> _REQUIRED TASKS_
1. Print the passage about Bali's early expats word for word, from "These unanticipated visitors" to "coconut? No problem!".
2. Put this sentence from the passage about Bali's early expats into Spanish: "Foreigners provided ideas and marketing, while Balinese provided labour and land."

The early expats were not what the government had in mind, however. Indonesia was preparing (with great slowness) for a style of high-end tourism where visitors would stay in an enclave of five-star hotels, spend their dollars on souvenirs, and quickly be on their way. But in the 1970s, Bali was also a fabled destination on the hippie trail that extended from the Mediterranean through Afghanistan and India to Southeast Asia. It was about drugs and surfing and mysticism, and Bali was the jewel at the end of the rainbow.
These unanticipated visitors could hardly believe the glory of Kuta beach and its rolling surf and sunsets that soaked the world in red at the end of every day. And they were fascinated by the Balinese – by their beauty and dexterity, by their outlandish intimacy with the gods, by their fearless and tender care of the dead. Above all, they were delighted by their exuberant welcome. Whatever a wasted hippie might wish for, the impoverished Balinese competed to provide. A place to stay? Come stay at my house! A cold beer? We have the coldest! Or maybe you’d like me to climb a palm tree for a coconut? No problem!
Before long, foreigners and Balinese entered into a long love affair of many guises. Some of course were simply love affairs, and some resulted in marriages. Many of these produced little businesses, such as food stalls that catered to the tastes of surfers, hippies, and the growing tide of Australian students on holiday. Some grew into destination restaurants. The famous Made’s Warung took off in 1969 when the Dutchman Peter Steenbergen fell in love with the nubile Madé Masih, and they began serving food that foreigners craved, like bacon cheeseburgers and lemon sorbet soaked in vodka. Others saw the potential for producing handicrafts or jewellery or simple clothes. Or furniture. Or artwork in shells or glass. Or whatever. Some became rich in logistics businesses, exporting whatever people thought up to sell. Foreigners provided ideas and marketing, while Balinese provided labour and land. Investment cash came from wherever you could find it, and many Indonesians from outside Bali flocked to get in on the action.

> _SUPPLIED ENTRIES_
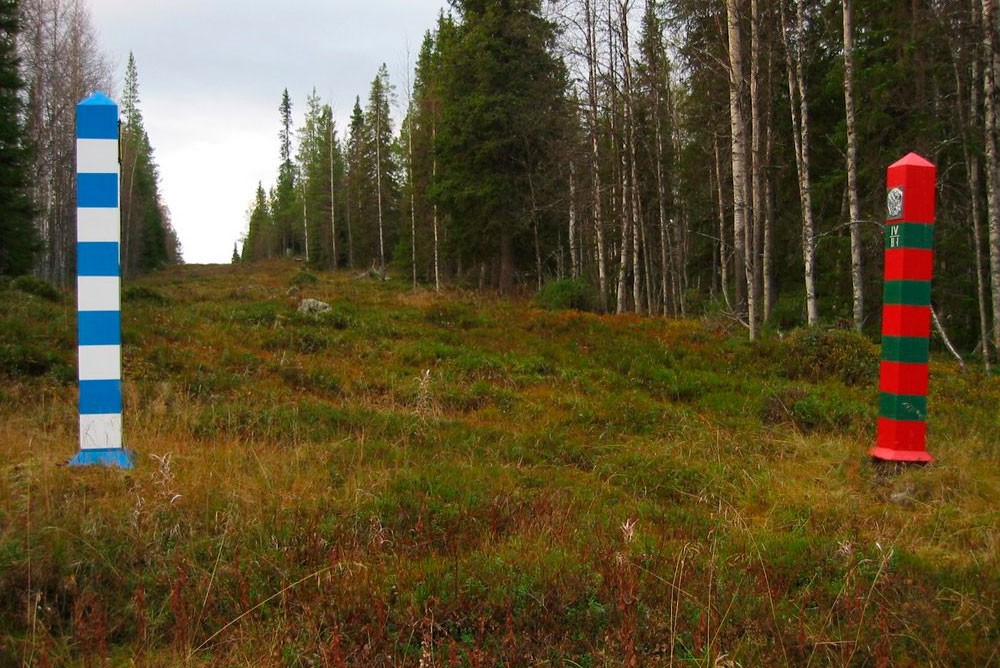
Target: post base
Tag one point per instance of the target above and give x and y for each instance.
(119, 457)
(890, 455)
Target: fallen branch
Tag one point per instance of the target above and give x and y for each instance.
(946, 340)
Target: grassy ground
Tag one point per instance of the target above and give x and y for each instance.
(412, 479)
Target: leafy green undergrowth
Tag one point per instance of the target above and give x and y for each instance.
(452, 480)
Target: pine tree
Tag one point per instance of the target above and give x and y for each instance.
(19, 242)
(286, 209)
(381, 161)
(319, 164)
(146, 234)
(260, 242)
(503, 108)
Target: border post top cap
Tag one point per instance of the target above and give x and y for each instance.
(912, 160)
(98, 98)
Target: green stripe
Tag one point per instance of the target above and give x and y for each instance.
(914, 349)
(902, 407)
(909, 235)
(908, 293)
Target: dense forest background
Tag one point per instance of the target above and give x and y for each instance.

> _ANSWERS TO THE EXERCISES_
1.
These unanticipated visitors could hardly believe the glory of Kuta beach and its rolling surf and sunsets that soaked the world in red at the end of every day. And they were fascinated by the Balinese – by their beauty and dexterity, by their outlandish intimacy with the gods, by their fearless and tender care of the dead. Above all, they were delighted by their exuberant welcome. Whatever a wasted hippie might wish for, the impoverished Balinese competed to provide. A place to stay? Come stay at my house! A cold beer? We have the coldest! Or maybe you’d like me to climb a palm tree for a coconut? No problem!

2. Los extranjeros aportaban ideas y mercadotecnia, mientras que los balineses aportaban mano de obra y tierra.